[Prompt]:
For each line below that includes the string "loader", show the whole line.

[Input]:
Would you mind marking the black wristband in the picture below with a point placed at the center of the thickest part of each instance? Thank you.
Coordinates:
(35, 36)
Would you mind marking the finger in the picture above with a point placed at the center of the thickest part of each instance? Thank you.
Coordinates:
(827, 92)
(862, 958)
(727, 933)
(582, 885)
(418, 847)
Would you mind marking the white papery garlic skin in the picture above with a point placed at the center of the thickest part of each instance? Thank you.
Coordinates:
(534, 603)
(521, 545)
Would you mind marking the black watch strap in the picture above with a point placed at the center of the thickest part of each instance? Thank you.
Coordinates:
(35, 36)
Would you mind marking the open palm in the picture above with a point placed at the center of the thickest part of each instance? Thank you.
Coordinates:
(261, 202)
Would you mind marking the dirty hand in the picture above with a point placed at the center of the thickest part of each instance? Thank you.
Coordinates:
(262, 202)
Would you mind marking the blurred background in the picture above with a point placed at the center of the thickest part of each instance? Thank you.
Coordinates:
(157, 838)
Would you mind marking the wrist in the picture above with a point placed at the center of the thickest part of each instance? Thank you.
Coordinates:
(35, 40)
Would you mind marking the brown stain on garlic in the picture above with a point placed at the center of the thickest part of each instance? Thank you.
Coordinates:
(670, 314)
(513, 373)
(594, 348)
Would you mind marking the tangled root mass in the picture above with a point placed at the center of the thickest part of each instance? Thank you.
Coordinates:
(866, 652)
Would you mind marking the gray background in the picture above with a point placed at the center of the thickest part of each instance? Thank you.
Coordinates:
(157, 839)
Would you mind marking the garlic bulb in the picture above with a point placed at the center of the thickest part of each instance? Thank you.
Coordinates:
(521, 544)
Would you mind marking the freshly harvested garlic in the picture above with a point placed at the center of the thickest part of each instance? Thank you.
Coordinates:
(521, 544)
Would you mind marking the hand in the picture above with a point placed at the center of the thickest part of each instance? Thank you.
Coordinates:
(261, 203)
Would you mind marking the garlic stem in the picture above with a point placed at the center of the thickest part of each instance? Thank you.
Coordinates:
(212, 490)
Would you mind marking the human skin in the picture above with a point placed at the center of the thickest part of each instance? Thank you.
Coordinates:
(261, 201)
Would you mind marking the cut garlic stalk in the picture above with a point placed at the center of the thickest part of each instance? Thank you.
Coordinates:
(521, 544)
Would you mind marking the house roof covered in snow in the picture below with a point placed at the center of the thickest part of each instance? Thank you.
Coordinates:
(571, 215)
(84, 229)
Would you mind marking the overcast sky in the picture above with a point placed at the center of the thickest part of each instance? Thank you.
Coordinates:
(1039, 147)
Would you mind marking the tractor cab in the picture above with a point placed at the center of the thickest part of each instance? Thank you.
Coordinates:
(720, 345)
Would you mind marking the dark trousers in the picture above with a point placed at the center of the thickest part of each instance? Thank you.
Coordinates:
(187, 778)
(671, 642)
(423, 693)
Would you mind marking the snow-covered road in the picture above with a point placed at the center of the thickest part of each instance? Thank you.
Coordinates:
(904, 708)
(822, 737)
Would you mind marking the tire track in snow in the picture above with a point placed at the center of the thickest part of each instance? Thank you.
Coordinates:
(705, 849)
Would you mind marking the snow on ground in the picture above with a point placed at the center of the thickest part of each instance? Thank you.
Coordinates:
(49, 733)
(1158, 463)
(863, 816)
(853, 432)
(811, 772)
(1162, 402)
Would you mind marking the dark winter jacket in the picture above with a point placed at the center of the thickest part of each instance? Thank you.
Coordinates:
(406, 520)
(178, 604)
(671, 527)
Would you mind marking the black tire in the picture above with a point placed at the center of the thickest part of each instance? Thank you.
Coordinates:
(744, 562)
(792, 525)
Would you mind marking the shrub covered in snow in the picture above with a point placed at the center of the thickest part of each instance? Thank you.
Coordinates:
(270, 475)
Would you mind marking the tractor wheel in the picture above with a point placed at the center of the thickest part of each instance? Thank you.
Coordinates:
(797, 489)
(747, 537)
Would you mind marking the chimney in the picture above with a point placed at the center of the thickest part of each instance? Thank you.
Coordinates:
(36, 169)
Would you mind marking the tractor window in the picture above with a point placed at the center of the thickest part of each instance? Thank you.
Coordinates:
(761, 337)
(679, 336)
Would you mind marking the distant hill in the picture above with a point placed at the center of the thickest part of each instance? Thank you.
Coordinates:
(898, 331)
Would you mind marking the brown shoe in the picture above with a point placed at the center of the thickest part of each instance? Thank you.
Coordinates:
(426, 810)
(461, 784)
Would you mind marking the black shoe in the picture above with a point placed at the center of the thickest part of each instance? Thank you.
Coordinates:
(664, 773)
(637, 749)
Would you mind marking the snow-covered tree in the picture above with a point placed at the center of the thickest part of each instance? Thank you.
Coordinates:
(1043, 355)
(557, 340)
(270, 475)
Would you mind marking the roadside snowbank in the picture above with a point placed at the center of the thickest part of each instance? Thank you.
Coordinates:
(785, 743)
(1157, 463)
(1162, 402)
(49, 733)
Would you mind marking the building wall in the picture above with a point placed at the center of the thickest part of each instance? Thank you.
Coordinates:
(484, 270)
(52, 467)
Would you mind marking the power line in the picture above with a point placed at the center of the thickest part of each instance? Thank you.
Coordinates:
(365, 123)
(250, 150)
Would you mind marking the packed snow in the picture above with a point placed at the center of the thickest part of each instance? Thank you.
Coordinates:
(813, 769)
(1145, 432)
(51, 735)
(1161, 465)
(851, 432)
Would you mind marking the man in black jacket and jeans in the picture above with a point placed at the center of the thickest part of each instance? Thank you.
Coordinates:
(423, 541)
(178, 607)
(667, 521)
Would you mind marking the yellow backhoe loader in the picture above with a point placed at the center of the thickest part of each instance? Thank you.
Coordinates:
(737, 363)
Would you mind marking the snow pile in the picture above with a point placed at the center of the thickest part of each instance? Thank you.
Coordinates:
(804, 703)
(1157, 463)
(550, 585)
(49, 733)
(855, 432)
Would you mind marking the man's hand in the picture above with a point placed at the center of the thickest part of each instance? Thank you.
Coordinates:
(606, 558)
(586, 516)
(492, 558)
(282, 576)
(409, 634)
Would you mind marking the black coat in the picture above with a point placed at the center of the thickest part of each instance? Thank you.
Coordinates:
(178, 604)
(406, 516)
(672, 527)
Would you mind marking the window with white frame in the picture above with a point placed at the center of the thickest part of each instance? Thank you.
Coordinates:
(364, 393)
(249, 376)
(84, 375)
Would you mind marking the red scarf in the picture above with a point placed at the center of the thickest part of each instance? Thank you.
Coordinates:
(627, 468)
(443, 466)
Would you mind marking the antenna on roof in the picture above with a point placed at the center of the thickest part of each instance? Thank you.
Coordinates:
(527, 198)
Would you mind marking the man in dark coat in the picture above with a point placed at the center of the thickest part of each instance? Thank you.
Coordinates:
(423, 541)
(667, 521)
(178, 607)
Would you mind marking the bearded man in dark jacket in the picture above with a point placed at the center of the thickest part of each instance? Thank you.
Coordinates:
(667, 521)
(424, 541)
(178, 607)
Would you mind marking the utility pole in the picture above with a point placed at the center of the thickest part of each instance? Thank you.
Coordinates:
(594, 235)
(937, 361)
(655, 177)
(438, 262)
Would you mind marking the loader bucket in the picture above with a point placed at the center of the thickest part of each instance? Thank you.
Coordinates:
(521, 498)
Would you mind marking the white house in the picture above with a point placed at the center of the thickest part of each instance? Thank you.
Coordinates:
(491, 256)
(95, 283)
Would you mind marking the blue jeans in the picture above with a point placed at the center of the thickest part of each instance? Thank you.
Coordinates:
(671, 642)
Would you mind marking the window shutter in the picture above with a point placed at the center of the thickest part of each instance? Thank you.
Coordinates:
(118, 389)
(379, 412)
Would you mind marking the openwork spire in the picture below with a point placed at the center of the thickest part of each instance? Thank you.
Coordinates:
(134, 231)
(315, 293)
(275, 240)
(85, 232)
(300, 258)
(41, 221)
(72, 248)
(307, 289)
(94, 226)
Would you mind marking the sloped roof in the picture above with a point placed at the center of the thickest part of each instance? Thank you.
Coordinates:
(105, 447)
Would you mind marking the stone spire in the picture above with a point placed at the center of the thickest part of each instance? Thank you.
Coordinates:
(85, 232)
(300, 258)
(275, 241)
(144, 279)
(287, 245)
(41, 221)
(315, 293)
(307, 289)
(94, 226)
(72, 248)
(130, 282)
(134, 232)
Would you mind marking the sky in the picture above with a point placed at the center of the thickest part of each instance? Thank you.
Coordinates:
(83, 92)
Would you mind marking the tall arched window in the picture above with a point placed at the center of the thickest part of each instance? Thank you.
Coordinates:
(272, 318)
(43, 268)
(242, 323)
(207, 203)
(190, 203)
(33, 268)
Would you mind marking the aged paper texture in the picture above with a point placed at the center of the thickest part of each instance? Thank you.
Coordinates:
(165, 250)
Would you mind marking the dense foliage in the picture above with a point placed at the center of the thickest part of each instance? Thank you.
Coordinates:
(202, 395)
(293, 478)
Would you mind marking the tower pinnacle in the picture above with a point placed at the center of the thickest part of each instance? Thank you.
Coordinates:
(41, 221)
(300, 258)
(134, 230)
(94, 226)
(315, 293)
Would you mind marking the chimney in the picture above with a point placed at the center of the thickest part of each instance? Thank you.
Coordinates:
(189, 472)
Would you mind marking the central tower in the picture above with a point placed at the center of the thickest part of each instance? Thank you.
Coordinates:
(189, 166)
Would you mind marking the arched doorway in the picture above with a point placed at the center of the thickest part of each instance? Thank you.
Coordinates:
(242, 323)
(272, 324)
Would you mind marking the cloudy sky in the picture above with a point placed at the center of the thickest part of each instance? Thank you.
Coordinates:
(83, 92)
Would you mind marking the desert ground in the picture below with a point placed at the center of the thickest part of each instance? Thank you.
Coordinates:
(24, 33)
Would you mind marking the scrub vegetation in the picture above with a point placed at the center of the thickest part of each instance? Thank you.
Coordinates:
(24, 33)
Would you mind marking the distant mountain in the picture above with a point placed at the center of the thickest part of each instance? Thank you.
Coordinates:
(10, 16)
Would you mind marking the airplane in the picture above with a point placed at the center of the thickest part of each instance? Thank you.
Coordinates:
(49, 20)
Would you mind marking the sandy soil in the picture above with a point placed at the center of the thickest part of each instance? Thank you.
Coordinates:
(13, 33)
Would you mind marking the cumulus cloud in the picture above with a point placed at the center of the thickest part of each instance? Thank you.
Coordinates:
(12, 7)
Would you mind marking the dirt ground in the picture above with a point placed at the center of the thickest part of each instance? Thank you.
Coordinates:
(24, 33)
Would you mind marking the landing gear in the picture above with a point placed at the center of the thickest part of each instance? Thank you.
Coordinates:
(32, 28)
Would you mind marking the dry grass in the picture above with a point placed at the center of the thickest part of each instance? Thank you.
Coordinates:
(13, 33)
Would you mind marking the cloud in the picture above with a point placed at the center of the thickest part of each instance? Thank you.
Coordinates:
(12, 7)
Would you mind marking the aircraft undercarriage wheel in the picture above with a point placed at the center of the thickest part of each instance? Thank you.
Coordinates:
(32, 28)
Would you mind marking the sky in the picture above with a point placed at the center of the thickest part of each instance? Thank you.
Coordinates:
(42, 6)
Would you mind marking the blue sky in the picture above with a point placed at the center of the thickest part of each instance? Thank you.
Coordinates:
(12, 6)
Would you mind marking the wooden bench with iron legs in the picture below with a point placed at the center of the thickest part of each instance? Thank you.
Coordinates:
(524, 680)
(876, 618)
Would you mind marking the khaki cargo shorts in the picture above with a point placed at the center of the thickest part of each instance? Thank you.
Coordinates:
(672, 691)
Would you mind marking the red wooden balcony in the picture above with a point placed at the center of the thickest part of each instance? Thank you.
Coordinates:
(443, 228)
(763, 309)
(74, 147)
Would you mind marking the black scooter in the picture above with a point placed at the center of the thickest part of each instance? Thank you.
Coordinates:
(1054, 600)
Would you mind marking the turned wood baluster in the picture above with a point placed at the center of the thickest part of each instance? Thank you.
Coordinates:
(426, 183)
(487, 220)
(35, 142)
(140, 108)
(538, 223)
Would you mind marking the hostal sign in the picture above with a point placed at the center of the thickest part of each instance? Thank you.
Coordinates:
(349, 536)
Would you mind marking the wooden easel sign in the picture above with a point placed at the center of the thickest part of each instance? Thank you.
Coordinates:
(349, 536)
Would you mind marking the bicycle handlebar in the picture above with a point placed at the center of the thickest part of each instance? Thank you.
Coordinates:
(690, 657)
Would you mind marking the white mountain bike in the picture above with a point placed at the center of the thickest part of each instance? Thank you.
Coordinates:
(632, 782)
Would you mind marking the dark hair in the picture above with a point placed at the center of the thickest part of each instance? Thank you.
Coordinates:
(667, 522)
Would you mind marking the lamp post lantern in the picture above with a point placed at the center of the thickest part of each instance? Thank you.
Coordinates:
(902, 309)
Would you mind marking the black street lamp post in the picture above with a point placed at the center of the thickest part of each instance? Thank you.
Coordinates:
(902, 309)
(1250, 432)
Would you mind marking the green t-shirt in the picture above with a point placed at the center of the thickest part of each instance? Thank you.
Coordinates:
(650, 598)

[Worked solution]:
Would you mind marking the yellow backhoe loader in the picture above with a point placed at the center of the thickest part of each instance? Thank you.
Would you mind marking the loader bucket in the picture above with a point placed at the center of the thickest part of each instance? Thank you.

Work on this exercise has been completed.